_Task:_ What follows is a set of entries; retype all of them exactly.

(Stored items)
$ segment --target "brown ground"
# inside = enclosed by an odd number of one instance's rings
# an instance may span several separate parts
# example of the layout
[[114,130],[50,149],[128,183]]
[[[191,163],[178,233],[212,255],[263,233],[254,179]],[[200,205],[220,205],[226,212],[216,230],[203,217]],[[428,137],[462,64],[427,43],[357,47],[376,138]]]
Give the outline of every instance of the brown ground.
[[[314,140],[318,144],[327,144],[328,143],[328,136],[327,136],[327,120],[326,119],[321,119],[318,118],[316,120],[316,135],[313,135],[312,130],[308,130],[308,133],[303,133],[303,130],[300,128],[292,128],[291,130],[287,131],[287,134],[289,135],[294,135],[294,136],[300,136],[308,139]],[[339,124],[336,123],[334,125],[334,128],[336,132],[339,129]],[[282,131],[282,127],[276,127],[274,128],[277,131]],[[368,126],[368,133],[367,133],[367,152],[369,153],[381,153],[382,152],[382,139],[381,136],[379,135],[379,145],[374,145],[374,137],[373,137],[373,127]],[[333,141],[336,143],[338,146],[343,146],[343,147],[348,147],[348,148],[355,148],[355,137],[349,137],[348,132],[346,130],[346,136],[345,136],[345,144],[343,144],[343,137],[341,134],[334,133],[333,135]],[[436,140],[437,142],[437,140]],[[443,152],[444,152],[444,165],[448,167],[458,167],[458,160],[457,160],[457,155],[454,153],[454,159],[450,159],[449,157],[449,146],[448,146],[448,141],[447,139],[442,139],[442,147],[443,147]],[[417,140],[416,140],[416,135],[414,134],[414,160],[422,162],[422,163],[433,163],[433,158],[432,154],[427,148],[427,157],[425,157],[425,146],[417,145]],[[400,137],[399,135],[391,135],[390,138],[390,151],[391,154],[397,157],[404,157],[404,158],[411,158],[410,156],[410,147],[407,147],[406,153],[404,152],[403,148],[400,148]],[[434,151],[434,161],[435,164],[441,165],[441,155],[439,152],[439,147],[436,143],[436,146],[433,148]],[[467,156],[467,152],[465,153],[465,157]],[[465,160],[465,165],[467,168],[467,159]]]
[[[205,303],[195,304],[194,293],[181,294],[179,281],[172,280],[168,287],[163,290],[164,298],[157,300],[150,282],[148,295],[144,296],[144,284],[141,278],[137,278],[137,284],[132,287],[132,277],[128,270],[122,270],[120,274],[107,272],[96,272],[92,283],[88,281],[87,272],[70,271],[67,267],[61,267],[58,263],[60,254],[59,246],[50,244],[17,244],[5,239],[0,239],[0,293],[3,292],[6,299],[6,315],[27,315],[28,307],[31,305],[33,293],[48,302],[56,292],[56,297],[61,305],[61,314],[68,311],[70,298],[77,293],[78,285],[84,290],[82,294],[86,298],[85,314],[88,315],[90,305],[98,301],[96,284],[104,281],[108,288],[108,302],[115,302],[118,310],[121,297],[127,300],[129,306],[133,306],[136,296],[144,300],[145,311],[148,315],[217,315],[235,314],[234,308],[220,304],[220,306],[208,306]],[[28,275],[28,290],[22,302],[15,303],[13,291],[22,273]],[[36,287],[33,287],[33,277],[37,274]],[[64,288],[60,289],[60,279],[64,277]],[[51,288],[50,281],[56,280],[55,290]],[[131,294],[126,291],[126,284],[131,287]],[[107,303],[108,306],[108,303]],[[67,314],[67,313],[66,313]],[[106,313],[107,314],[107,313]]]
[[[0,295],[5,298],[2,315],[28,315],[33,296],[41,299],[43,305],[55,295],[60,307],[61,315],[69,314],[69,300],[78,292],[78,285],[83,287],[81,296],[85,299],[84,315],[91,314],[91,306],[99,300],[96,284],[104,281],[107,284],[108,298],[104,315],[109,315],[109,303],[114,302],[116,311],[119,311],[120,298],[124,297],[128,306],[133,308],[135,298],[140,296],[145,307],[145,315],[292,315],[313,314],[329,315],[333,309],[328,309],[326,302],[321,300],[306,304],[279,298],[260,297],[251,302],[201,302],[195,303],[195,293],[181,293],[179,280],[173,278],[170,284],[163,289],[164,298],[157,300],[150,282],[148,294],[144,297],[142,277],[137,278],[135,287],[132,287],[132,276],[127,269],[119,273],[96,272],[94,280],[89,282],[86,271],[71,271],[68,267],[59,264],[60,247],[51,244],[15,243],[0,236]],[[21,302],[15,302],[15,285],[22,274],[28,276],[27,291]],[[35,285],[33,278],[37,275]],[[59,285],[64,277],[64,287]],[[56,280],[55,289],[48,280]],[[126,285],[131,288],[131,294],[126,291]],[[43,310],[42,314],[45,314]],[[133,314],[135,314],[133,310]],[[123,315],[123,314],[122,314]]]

_Written reply:_
$ segment --target "brown ground"
# inside = enclosed by an odd number of one instance's rings
# an instance may span several separate parts
# example of the layout
[[114,130],[50,149],[128,183]]
[[[191,163],[178,233],[212,255],[263,233],[254,179]],[[200,205],[220,205],[226,212],[216,230],[203,217]],[[428,137],[462,64],[427,43],[357,47],[376,138]]]
Give the outline of every instance of the brown ground.
[[[314,140],[318,144],[327,144],[328,143],[328,136],[327,136],[327,120],[326,119],[321,119],[318,118],[316,120],[316,135],[313,135],[312,130],[308,130],[308,133],[303,133],[303,130],[300,128],[292,128],[291,130],[287,131],[287,134],[289,135],[294,135],[294,136],[300,136],[308,139]],[[339,124],[336,123],[334,125],[334,128],[336,132],[339,129]],[[282,131],[282,127],[276,127],[274,128],[277,131]],[[368,126],[368,133],[367,133],[367,152],[369,153],[381,153],[382,152],[382,139],[381,136],[379,135],[379,145],[374,145],[374,137],[373,137],[373,127]],[[333,141],[336,143],[338,146],[343,146],[343,147],[348,147],[348,148],[355,148],[355,137],[349,137],[348,132],[346,130],[346,136],[345,136],[345,144],[343,144],[343,137],[341,134],[334,133],[333,135]],[[436,140],[437,142],[437,140]],[[443,152],[444,152],[444,165],[448,167],[458,167],[458,160],[457,160],[457,155],[454,153],[454,159],[450,159],[449,157],[449,146],[448,146],[448,141],[447,139],[442,139],[442,147],[443,147]],[[417,140],[416,140],[416,135],[414,134],[414,160],[422,162],[422,163],[433,163],[433,158],[432,154],[427,148],[427,157],[425,157],[425,146],[417,145]],[[400,137],[399,135],[391,135],[390,138],[390,151],[391,154],[397,157],[404,157],[404,158],[411,158],[410,156],[410,147],[407,147],[406,153],[404,152],[403,148],[400,148]],[[434,151],[434,161],[435,164],[441,165],[441,155],[439,152],[439,147],[436,143],[436,146],[433,148]],[[467,156],[467,152],[465,153],[465,157]],[[465,160],[465,165],[467,168],[467,159]]]
[[[205,303],[195,304],[194,293],[181,294],[179,281],[172,280],[168,287],[163,290],[164,298],[157,300],[150,282],[148,295],[144,296],[144,284],[141,278],[137,278],[137,284],[132,287],[132,277],[128,270],[122,270],[120,274],[107,272],[96,272],[92,283],[88,281],[87,272],[70,271],[67,267],[61,267],[58,263],[60,254],[59,246],[50,244],[17,244],[5,239],[0,239],[0,293],[3,292],[6,299],[6,315],[27,315],[28,307],[31,305],[33,293],[48,302],[56,292],[56,297],[61,305],[61,314],[68,311],[70,298],[77,293],[78,285],[84,290],[82,294],[86,298],[85,314],[88,315],[90,305],[98,301],[96,284],[104,281],[108,288],[108,302],[115,302],[118,310],[121,297],[127,300],[129,306],[133,306],[136,296],[144,300],[145,311],[148,315],[217,315],[235,314],[234,308],[220,304],[220,306],[208,306]],[[28,275],[28,290],[22,302],[15,303],[13,291],[22,273]],[[36,287],[33,287],[33,277],[37,274]],[[64,288],[60,289],[60,279],[64,277]],[[51,288],[50,281],[56,280],[55,290]],[[131,294],[126,291],[126,284],[131,287]],[[107,303],[108,306],[108,303]],[[67,314],[67,313],[66,313]],[[106,313],[107,314],[107,313]]]
[[[0,295],[5,298],[2,315],[28,315],[33,296],[41,299],[43,305],[55,295],[60,307],[61,315],[69,314],[69,300],[78,292],[78,285],[83,287],[81,296],[85,299],[84,315],[91,314],[91,306],[99,300],[96,284],[104,281],[107,284],[108,298],[104,315],[109,315],[109,303],[114,302],[116,311],[119,311],[120,298],[124,297],[128,306],[133,308],[135,298],[140,296],[145,307],[145,315],[292,315],[313,314],[329,315],[333,309],[328,309],[326,302],[321,300],[306,304],[279,298],[260,297],[251,302],[201,302],[195,303],[195,293],[181,293],[179,280],[173,278],[170,284],[163,289],[164,298],[157,300],[150,282],[148,294],[144,297],[142,277],[137,278],[135,287],[132,287],[132,276],[127,269],[119,273],[96,272],[94,280],[89,282],[86,271],[71,271],[68,267],[59,264],[60,247],[51,244],[15,243],[0,236]],[[21,302],[15,302],[15,285],[22,274],[28,276],[27,291]],[[35,285],[33,278],[37,275]],[[59,285],[64,277],[64,287]],[[56,280],[55,289],[48,280]],[[126,285],[131,288],[131,294],[126,291]],[[43,310],[42,314],[45,314]],[[133,314],[135,314],[133,310]],[[123,315],[123,314],[122,314]]]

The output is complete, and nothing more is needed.